# About this exercise
Every single record below is to be reproduced exactly.

# Material supplied
-.-.-
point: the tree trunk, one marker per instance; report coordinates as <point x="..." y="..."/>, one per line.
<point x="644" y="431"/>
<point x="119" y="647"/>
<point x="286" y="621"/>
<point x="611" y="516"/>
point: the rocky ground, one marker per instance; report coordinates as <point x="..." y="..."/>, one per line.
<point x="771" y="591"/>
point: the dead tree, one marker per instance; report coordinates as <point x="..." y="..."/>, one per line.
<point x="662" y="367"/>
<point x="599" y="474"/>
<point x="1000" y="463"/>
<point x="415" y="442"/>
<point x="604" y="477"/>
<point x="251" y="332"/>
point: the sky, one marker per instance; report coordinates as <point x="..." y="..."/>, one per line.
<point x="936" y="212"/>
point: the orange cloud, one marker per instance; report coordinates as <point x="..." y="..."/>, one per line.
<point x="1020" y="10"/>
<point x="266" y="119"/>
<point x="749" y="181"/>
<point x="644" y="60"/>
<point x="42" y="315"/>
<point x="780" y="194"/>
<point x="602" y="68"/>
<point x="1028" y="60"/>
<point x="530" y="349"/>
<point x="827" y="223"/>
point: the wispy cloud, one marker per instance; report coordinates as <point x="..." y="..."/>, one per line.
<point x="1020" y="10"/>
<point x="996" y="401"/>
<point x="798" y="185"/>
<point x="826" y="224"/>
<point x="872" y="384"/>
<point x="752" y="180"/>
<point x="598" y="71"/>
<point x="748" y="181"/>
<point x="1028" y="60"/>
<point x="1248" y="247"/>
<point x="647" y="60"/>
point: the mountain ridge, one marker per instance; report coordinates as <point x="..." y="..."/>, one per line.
-.-.-
# Exercise output
point: the tree trunk, one marker per instance; report coordinates as <point x="..." y="..."/>, one per line.
<point x="644" y="431"/>
<point x="119" y="647"/>
<point x="286" y="621"/>
<point x="611" y="516"/>
point: the rocky ground, one marker per instance; report coordinates as <point x="..." y="..."/>, one per line.
<point x="771" y="591"/>
point: the dead tree, one marker per instance; report coordinates as <point x="..." y="..."/>, one per line.
<point x="662" y="367"/>
<point x="599" y="474"/>
<point x="1000" y="463"/>
<point x="415" y="442"/>
<point x="604" y="477"/>
<point x="251" y="332"/>
point: the sky, one marker per instance; report coordinates as <point x="..." y="..."/>, one per line.
<point x="936" y="212"/>
point: the orange cloud, one marker per instance; report coordinates as <point x="..." y="..."/>, one per line.
<point x="1020" y="10"/>
<point x="266" y="119"/>
<point x="749" y="181"/>
<point x="644" y="60"/>
<point x="42" y="315"/>
<point x="780" y="194"/>
<point x="602" y="68"/>
<point x="1028" y="60"/>
<point x="530" y="349"/>
<point x="827" y="223"/>
point: the wispy cloud, one marker per instance; report coordinates as <point x="..." y="..."/>, one per line.
<point x="1020" y="10"/>
<point x="996" y="401"/>
<point x="798" y="185"/>
<point x="826" y="224"/>
<point x="872" y="384"/>
<point x="752" y="180"/>
<point x="598" y="71"/>
<point x="748" y="181"/>
<point x="1028" y="60"/>
<point x="1248" y="247"/>
<point x="647" y="60"/>
point: the mountain ridge, one marker per instance; report coordinates as <point x="..." y="..."/>, one per line.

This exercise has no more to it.